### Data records

# # #

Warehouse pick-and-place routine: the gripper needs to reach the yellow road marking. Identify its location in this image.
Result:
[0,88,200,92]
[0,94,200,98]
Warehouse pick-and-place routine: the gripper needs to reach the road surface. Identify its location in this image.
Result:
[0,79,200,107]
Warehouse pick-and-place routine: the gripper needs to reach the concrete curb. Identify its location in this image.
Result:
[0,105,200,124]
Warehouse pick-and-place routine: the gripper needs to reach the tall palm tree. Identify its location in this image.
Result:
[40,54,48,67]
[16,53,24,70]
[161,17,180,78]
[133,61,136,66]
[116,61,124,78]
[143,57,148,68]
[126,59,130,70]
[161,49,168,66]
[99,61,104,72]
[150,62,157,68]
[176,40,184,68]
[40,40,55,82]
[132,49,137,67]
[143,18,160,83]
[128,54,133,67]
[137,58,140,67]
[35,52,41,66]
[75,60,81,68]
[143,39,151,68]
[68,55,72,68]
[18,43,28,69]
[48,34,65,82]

# # #

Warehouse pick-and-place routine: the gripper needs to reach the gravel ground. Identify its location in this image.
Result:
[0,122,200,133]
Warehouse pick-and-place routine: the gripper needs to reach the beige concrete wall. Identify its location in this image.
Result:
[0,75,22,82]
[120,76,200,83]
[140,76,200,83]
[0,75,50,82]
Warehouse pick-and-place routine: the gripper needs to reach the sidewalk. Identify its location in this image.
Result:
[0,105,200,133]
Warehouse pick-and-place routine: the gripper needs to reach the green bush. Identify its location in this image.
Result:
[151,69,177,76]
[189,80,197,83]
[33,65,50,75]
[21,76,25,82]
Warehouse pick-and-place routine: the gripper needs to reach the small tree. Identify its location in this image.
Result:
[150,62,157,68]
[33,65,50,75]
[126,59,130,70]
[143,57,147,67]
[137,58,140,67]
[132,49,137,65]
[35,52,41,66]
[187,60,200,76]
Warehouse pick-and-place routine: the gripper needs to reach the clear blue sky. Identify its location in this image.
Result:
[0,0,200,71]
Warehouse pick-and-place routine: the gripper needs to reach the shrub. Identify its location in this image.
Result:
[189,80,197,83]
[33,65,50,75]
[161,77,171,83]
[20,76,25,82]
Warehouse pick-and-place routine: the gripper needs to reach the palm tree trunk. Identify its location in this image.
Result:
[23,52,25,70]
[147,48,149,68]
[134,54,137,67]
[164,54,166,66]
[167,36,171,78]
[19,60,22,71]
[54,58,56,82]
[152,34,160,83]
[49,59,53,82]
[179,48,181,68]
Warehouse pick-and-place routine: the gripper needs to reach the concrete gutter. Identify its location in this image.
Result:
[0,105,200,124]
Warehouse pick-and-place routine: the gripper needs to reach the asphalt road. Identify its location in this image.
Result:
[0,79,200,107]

# # #

### WHAT IS NEEDED
Recast the listing lines as a JSON list of strings, one per line, leaving out any blank lines. Start with the line containing "surface. Identify its location in this image." and end with the line containing "[48,34,65,82]".

### RESPONSE TO THIS EXERCISE
[
  "Warehouse pick-and-place routine: the gripper needs to reach the road surface. Identify its location in this image.",
  "Result:",
  "[0,79,200,107]",
  "Warehouse pick-and-place routine: the gripper needs to reach the concrete curb. Identify its location in this image.",
  "Result:",
  "[0,105,200,124]",
  "Warehouse pick-and-place routine: the gripper needs to reach the tall palm tree. Identify its location in this image.",
  "Result:",
  "[40,54,48,67]",
  "[16,53,24,70]",
  "[161,17,180,78]",
  "[133,61,136,66]",
  "[116,61,124,78]",
  "[143,57,148,68]",
  "[126,59,130,70]",
  "[161,49,168,66]",
  "[99,61,104,72]",
  "[150,62,157,68]",
  "[176,40,184,68]",
  "[40,40,55,82]",
  "[132,49,137,67]",
  "[143,18,160,83]",
  "[128,54,133,67]",
  "[137,58,140,67]",
  "[35,52,41,66]",
  "[75,60,81,68]",
  "[143,39,151,68]",
  "[68,55,72,68]",
  "[18,43,28,69]",
  "[48,34,65,82]"
]